• What the task requires
Copy all the lines of the data that include the word "feather".

• Data for review
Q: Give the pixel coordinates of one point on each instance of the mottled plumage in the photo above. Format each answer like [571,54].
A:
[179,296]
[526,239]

---

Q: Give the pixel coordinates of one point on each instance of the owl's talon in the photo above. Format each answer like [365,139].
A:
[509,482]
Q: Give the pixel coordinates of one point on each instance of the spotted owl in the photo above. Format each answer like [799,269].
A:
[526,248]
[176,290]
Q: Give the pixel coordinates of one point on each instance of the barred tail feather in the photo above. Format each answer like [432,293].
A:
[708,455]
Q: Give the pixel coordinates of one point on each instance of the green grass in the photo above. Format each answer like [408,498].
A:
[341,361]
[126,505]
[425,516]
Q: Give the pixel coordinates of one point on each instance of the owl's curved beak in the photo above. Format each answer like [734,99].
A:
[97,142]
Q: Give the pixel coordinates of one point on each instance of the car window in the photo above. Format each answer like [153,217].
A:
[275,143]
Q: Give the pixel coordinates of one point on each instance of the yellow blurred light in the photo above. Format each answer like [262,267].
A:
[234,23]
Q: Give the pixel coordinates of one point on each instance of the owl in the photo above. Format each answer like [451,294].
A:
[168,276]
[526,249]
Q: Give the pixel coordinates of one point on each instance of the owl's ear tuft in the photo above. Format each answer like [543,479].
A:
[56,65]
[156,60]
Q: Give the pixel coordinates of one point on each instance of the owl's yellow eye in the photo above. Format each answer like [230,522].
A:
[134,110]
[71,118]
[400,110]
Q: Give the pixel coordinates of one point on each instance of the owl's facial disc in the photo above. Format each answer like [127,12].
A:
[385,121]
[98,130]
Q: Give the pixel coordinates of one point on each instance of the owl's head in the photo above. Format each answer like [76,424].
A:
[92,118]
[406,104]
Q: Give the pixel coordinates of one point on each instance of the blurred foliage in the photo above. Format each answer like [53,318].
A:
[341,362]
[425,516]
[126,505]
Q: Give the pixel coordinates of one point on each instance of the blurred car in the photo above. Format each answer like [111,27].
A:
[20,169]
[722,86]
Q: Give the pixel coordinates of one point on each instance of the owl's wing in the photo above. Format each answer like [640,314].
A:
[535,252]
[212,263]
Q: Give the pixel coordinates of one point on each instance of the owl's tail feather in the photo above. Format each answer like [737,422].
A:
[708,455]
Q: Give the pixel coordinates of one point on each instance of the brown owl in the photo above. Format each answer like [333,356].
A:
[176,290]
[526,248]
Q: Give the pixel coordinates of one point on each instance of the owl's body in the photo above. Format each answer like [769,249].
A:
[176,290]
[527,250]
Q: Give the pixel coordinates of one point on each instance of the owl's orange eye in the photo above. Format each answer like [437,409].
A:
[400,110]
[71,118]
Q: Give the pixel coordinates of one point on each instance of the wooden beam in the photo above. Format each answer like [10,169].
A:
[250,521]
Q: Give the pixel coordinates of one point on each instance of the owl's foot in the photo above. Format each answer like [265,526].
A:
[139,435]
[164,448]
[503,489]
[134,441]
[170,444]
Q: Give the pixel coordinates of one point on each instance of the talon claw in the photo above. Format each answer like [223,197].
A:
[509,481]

• Result for this task
Q: Give the pixel coordinates of one point on each instance of the barred tail feather in the photo above. Format each answer like [432,293].
Q: Give the pixel coordinates of one point on each instance of the owl's tail feather in the photo above. Format each answer like [737,422].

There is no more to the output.